### [Stated goal 1]
According to the passage on military migrant flights below, how much do contracted ICE flights cost per flight hour?
○ ○ ○ ○ ○ ○ ○
In addition, the administration has wasted massive amounts of defense
dollars by flying migrants out of the country using military aircraft.
Often, they have had to return them to the U.S. mainland just a few
days later. According to U.S. Transportation Command, it costs at least
$20,000 per flight hour to use a C-130 and $28,500 per hour to use a C-
17. In comparison, contracted ICE flights that regularly transport
migrants inside of the United States cost only $8,500 per flight hour.
President Trump's decision to use military aircraft instead of ICE
aircraft to shuttle migrants across the globe to as far away as India
is a gross misuse of taxpayers' dollars and servicemembers' time.
Just yesterday, we learned that the White House wanted to fly
migrants on military aircraft to Libya, which is one of the most
dangerous, hostile locations on Earth. Human rights groups have called
the conditions in Libya's network of migrant detention centers
``horrific'' and ``deplorable.'' The plan has been canceled for now,
but it is unconscionable for the Trump administration to consider
sending migrants to Libya and endangering our troops in the process.
Further, the Department of Defense has informed Congress that the
current surge in border missions, including troop deployment and
military flights, could cost as much as $2 billion by the end of this
fiscal year.
○ ○ ○ ○ ○ ○ ○
### [Stated goal 2]
Which lines of the listing below contain the string "punto"? Gather and copy each one, treating case as significant.
○ ○ ○ ○ ○ ○ ○
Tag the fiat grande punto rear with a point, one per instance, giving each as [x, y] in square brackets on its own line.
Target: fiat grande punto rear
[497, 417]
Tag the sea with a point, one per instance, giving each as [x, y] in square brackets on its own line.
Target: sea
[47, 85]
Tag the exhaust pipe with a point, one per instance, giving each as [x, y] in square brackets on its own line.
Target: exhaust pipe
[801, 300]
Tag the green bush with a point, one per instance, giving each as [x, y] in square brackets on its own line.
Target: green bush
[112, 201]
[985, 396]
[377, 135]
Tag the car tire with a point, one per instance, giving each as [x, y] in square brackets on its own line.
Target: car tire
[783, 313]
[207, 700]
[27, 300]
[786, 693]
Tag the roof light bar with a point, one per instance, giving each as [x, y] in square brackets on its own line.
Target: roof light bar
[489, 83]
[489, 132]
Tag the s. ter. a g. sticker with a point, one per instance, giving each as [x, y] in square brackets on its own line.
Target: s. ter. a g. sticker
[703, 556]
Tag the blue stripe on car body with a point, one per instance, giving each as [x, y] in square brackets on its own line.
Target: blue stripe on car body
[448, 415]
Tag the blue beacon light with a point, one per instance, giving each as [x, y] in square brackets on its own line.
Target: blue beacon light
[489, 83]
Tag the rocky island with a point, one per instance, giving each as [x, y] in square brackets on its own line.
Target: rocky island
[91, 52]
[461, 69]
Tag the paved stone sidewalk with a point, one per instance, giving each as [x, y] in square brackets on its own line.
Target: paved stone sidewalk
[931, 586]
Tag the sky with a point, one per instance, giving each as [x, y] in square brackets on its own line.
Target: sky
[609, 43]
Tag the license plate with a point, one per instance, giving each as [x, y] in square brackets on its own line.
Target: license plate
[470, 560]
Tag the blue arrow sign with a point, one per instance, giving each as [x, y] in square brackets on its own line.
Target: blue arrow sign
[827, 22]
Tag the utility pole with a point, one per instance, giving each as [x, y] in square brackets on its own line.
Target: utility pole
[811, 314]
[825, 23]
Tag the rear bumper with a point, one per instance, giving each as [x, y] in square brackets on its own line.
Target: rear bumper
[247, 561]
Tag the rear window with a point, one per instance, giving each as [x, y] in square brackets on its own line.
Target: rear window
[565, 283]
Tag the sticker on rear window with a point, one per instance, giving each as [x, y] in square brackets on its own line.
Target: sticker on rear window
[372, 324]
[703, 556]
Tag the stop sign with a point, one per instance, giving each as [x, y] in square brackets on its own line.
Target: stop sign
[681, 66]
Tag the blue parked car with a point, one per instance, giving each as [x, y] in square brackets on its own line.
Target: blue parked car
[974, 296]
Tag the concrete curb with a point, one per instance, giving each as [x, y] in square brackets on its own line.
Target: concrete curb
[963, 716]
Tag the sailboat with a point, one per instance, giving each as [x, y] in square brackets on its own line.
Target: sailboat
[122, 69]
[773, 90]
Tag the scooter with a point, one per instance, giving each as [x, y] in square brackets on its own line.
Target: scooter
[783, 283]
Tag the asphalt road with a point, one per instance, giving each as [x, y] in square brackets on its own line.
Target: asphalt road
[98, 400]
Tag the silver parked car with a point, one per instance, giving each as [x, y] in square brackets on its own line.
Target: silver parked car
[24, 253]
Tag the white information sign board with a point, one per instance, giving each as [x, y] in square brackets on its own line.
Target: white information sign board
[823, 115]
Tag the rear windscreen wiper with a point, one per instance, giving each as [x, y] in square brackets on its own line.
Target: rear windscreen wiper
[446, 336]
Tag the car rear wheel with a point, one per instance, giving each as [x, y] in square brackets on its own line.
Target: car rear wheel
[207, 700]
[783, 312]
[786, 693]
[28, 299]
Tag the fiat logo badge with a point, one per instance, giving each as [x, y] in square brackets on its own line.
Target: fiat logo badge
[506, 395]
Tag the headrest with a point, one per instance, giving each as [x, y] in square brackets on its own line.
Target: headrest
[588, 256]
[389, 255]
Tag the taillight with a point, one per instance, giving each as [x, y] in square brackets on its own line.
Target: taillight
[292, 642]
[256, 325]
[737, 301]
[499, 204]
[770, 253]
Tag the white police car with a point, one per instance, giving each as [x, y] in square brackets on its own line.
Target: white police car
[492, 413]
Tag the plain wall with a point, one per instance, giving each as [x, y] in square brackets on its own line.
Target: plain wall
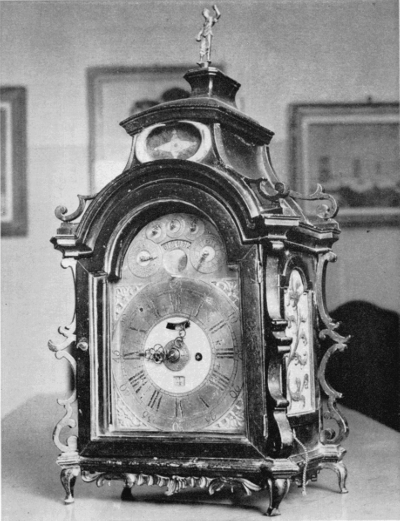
[280, 51]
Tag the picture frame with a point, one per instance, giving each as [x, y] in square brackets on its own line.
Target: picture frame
[352, 150]
[115, 93]
[13, 161]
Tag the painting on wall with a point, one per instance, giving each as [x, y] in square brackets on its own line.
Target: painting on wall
[114, 94]
[352, 150]
[13, 161]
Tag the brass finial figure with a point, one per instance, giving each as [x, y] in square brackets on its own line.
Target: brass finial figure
[205, 36]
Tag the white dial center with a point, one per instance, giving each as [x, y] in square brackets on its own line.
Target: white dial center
[200, 357]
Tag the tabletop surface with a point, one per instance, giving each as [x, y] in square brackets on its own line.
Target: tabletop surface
[31, 487]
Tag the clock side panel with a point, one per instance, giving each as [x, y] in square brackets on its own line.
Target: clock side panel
[301, 384]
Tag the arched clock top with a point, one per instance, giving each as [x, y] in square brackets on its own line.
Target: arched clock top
[174, 184]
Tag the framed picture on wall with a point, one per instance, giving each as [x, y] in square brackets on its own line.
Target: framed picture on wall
[13, 161]
[352, 150]
[115, 93]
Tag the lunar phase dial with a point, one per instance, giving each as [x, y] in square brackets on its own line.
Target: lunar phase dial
[156, 231]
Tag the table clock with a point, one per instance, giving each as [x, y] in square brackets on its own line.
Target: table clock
[200, 309]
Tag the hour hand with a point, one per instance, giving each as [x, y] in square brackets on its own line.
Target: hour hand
[156, 354]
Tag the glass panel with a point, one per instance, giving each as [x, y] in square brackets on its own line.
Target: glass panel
[176, 360]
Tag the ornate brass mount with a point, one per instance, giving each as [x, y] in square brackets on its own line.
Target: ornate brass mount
[282, 191]
[174, 484]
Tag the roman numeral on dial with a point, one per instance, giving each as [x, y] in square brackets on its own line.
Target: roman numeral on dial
[133, 355]
[219, 380]
[216, 327]
[226, 352]
[138, 380]
[155, 400]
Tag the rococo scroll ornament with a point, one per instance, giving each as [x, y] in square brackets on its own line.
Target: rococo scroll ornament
[60, 351]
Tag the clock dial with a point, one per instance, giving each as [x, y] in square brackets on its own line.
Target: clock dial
[145, 259]
[178, 355]
[207, 254]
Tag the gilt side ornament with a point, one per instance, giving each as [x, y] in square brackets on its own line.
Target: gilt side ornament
[205, 35]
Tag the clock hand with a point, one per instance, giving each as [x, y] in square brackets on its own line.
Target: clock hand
[144, 259]
[202, 259]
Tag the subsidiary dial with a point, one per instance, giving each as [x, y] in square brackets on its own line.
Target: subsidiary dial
[207, 254]
[145, 259]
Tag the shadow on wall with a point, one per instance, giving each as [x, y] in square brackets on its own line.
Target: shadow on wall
[367, 373]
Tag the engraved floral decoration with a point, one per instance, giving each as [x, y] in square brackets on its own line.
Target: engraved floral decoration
[298, 361]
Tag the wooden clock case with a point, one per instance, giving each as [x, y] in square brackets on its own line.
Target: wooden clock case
[267, 236]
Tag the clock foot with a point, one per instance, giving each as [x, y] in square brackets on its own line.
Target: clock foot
[341, 472]
[127, 494]
[277, 488]
[68, 479]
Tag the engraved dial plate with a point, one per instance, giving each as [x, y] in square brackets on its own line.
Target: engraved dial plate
[203, 382]
[176, 359]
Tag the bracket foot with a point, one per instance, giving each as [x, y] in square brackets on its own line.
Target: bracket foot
[68, 478]
[277, 488]
[341, 472]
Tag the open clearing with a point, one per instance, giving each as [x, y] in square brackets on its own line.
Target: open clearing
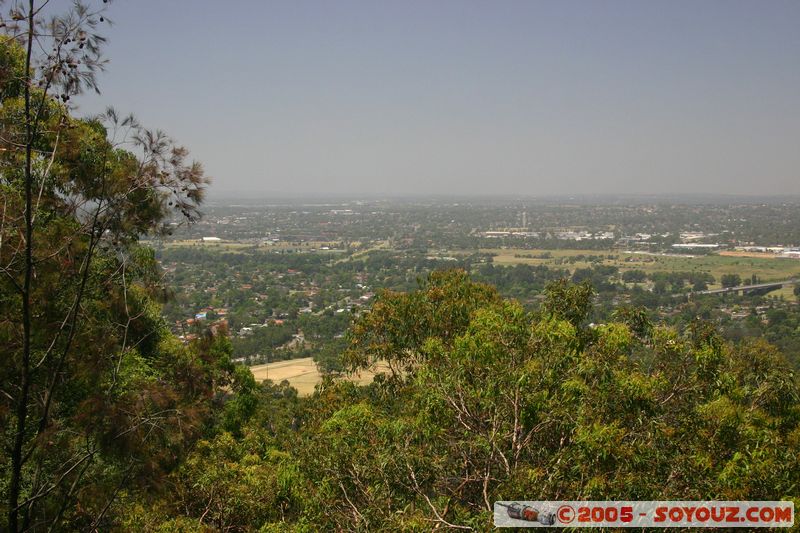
[766, 268]
[302, 374]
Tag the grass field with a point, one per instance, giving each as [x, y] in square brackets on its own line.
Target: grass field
[766, 268]
[302, 374]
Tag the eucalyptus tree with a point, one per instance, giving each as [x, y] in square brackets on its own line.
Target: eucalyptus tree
[76, 291]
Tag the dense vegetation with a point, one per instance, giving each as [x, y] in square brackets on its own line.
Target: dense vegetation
[485, 401]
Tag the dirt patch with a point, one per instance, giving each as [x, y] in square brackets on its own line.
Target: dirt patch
[302, 374]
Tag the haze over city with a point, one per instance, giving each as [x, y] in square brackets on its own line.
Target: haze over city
[530, 98]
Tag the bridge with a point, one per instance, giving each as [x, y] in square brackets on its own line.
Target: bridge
[752, 287]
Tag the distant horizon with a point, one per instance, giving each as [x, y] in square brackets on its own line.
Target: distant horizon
[259, 196]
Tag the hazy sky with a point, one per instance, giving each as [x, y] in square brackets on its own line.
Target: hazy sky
[494, 97]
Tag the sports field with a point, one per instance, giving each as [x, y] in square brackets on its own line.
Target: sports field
[302, 374]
○ ○ ○ ○ ○ ○ ○
### [Correct answer 1]
$8,500 per flight hour.

### [Correct answer 2]
Tag the fiat grande punto rear with a point, one per instance, giving each as [x, y] in square brackets on its own line.
Target: fiat grande punto rear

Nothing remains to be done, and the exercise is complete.